Box labels for photos:

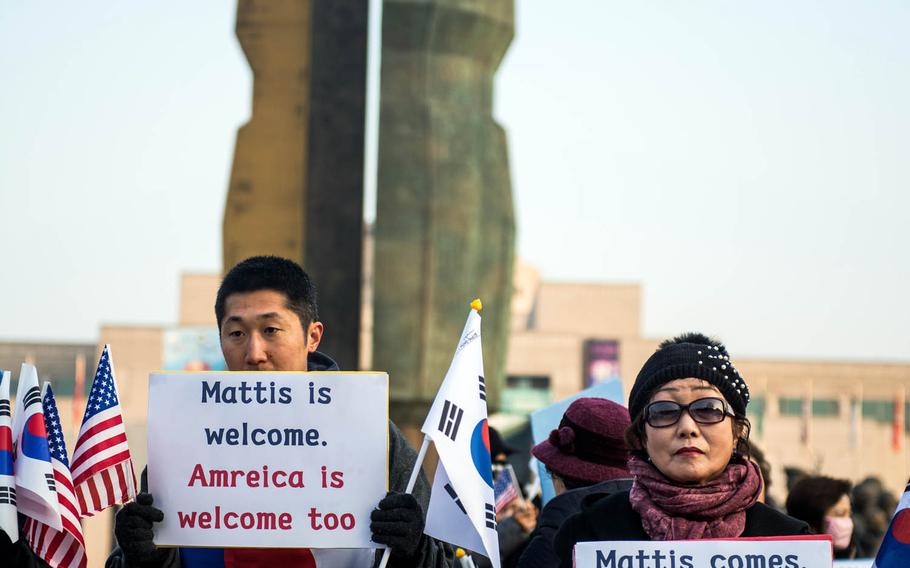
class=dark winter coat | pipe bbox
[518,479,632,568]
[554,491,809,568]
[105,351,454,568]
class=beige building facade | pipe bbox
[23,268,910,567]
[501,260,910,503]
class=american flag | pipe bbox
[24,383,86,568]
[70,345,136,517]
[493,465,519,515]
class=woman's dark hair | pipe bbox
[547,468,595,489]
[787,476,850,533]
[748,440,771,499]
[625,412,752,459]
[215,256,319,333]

__YOUR TASK__. Return the lines of the data from the line with "class=beige building facade | pipe bbox" up to and including the line with "[493,465,519,515]", copied character for character.

__TASK OUTPUT__.
class=beige building facade | pipe bbox
[23,268,910,567]
[501,260,910,503]
class=american flag | pipe bbox
[24,383,86,568]
[70,345,136,517]
[493,465,519,515]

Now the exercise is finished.